**Goal of the exercise:** Reproduce the material below word for word, every line from first to last.

--

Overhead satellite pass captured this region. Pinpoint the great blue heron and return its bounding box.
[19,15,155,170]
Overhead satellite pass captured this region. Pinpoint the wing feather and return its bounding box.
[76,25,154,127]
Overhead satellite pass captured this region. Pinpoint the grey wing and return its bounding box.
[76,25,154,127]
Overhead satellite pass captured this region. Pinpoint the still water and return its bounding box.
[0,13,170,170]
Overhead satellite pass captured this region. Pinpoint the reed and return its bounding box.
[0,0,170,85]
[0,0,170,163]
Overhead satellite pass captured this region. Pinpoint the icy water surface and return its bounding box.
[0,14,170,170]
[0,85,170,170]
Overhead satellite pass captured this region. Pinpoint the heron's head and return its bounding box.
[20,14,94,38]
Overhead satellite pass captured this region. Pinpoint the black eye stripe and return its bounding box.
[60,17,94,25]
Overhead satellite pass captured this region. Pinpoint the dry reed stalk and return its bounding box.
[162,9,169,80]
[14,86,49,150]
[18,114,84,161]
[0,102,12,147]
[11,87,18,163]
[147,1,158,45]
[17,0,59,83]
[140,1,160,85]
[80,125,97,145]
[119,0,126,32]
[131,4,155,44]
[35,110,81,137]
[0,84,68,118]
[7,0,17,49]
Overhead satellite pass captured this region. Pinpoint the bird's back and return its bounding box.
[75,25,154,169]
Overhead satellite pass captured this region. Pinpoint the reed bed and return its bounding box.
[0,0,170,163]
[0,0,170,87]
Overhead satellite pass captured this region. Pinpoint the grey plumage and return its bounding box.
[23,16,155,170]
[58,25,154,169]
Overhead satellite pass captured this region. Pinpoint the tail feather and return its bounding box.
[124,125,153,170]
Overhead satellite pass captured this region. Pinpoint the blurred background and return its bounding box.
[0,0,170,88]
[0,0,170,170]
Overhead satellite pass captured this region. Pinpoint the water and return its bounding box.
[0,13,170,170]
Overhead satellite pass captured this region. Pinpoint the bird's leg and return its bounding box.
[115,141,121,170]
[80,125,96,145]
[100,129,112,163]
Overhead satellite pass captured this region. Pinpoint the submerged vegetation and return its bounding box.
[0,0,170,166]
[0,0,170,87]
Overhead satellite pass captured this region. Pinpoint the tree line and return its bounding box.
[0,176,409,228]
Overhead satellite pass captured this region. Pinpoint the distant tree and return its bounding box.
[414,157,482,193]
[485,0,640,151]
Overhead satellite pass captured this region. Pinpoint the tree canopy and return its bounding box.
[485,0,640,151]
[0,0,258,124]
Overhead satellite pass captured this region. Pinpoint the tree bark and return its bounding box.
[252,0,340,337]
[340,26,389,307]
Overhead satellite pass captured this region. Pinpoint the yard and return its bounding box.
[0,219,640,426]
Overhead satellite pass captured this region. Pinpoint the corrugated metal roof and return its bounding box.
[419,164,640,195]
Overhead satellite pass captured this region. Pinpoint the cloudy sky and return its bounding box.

--

**Written response:**
Overhead satellite pass captured this region. Pinpoint the great blue heron and return its bounding box.
[19,15,155,170]
Overhead satellite pass captured this region. Pinpoint the wing feather and return its bounding box.
[76,25,154,127]
Overhead satellite pass captured this region. Pinpoint the grey wing and return its bounding box.
[76,25,154,127]
Overhead satellite pass captured this region. Pinpoint the still water and return its bounding box.
[0,13,170,170]
Overhead satellite pass captured this region. Pinpoint the reed and return its bounding box.
[0,0,170,85]
[0,0,170,163]
Overhead satellite pass captured this region. Pinpoint the icy water surface and return its bounding box.
[0,14,170,170]
[0,85,170,170]
Overhead satellite pass captured this region. Pinpoint the heron's head and return its bounding box.
[20,14,94,38]
Overhead satellite pass captured this region. Pinpoint the black eye stripe and return its bounding box.
[60,17,94,25]
Overhead satellite pass captured this region. Pinpoint the dry reed stalk and return its bounding box.
[162,9,169,80]
[14,86,49,150]
[18,114,84,161]
[0,102,12,147]
[11,87,18,163]
[147,1,158,45]
[17,0,59,83]
[140,1,160,85]
[80,125,97,145]
[119,0,126,32]
[131,4,155,44]
[35,110,81,137]
[0,84,68,118]
[7,0,17,49]
Overhead satellite pass captured this region. Pinpoint the bird's back and return its bounding box.
[75,25,154,169]
Overhead satellite pass captured this region. Pinpoint the reed bed and return its bounding box.
[0,0,170,163]
[0,0,170,87]
Overhead satellite pass captured this region. Pinpoint the grey plumage and return its bounding box.
[23,16,155,170]
[58,25,154,169]
Overhead satellite pass captured this region. Pinpoint the tail feather and return its bounding box.
[124,125,153,170]
Overhead satellite pass captured this region. Pinpoint the blurred background and return its bounding box.
[0,0,170,88]
[0,0,170,170]
Overhead satellite pass captured this region. Pinpoint the water and return its bounding box.
[0,13,170,170]
Overhead satellite pass captured this region. Pinpoint the bird's leg and return its bounding box.
[115,141,121,170]
[80,125,96,145]
[100,129,112,163]
Overhead satellite pass captured this region. Pinpoint the submerged vegetation and return its bounding box.
[0,0,170,166]
[0,0,170,87]
Overhead satellite pass captured this region. Pinpoint the tree line and return its bounding box.
[0,176,409,228]
Overhead satellite pass captured this region. Pinpoint the distant tree and return its bounding box.
[414,157,482,193]
[485,0,640,151]
Overhead satellite pass captured this region. Pinpoint the tree canopy and return its bounding box.
[485,0,640,151]
[0,0,258,124]
Overhead satellite pass captured this region. Pinpoint the tree bark and return its bounding box.
[252,0,340,337]
[340,26,389,307]
Overhead satellite pass captured this region. Pinpoint the yard and return its bounding box.
[0,219,640,426]
Overhead satellite pass captured this region. Pinpoint the corrugated metal roof and return its bounding box.
[419,164,640,195]
Overhead satellite pass captured this region. Pinpoint the cloudy sky and return its bounding box.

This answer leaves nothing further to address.